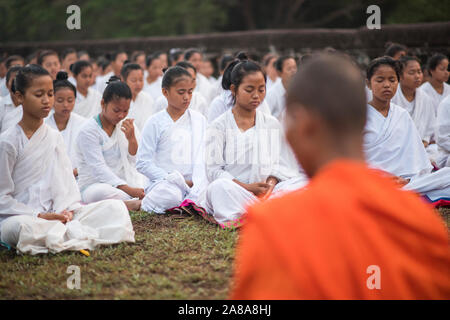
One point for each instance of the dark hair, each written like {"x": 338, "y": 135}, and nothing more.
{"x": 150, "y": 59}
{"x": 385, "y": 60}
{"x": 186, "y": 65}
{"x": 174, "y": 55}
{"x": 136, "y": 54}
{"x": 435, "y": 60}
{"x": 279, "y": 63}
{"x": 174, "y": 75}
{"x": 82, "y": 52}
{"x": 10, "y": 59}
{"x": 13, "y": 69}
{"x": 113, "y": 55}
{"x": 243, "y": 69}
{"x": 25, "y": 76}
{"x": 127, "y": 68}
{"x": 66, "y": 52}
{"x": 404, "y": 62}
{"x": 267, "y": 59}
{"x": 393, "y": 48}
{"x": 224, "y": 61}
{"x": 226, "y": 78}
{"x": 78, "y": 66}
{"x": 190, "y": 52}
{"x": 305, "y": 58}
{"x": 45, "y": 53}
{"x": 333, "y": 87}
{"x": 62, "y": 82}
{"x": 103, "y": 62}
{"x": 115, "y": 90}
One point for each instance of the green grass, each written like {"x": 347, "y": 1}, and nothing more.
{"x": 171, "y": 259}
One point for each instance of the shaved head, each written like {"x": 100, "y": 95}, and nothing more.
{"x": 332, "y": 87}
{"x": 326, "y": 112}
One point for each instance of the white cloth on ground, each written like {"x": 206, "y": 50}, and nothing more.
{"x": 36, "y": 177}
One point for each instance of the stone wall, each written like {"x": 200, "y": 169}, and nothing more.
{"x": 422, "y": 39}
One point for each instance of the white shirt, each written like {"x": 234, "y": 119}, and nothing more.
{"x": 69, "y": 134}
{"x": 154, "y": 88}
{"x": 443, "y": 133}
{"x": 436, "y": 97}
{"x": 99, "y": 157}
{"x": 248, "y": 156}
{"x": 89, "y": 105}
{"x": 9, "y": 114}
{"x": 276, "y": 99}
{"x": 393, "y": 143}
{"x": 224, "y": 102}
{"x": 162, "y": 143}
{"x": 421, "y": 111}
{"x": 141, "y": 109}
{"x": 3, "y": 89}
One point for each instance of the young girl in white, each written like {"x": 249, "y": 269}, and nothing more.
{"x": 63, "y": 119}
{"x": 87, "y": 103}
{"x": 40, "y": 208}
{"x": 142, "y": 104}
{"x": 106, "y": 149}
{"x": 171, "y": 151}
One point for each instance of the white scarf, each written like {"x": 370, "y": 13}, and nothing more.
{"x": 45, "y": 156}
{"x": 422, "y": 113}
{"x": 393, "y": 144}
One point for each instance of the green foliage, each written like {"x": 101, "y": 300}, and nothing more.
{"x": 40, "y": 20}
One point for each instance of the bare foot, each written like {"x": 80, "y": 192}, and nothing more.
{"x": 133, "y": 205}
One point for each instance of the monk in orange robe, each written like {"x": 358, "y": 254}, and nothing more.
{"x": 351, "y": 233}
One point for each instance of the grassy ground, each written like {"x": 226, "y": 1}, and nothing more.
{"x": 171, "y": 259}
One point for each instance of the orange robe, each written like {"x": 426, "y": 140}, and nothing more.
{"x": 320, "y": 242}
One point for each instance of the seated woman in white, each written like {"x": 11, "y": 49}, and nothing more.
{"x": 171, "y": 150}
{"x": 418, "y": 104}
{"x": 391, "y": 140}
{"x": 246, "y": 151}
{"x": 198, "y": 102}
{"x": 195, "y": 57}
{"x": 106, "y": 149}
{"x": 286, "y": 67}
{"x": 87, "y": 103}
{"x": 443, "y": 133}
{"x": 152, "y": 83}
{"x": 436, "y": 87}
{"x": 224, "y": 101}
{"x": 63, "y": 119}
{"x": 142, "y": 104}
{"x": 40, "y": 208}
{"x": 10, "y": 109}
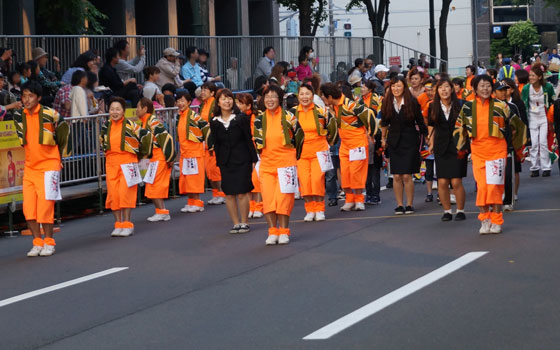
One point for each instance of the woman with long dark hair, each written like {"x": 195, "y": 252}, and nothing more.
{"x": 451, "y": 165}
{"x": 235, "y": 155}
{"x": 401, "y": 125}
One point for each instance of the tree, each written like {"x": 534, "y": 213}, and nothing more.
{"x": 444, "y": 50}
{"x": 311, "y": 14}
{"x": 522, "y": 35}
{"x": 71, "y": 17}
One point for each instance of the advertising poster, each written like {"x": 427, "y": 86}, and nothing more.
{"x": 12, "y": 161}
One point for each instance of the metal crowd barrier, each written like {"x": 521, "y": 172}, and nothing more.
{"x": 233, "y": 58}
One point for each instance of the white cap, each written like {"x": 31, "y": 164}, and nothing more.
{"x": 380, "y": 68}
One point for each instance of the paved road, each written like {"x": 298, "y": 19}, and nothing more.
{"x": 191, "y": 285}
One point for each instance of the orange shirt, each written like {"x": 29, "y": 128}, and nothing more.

▶ Exercise prompt:
Lay out everything from the line containing "One point for each instance of the paved" down to the end of the items as a numbered list, skipping any blank lines.

▶ Solution for this exercise:
1. One point for each instance of the paved road, each written like {"x": 298, "y": 19}, and nothing more.
2. {"x": 191, "y": 285}
3. One point for each instance of the orange shirt, each written like {"x": 29, "y": 128}, and nothing more.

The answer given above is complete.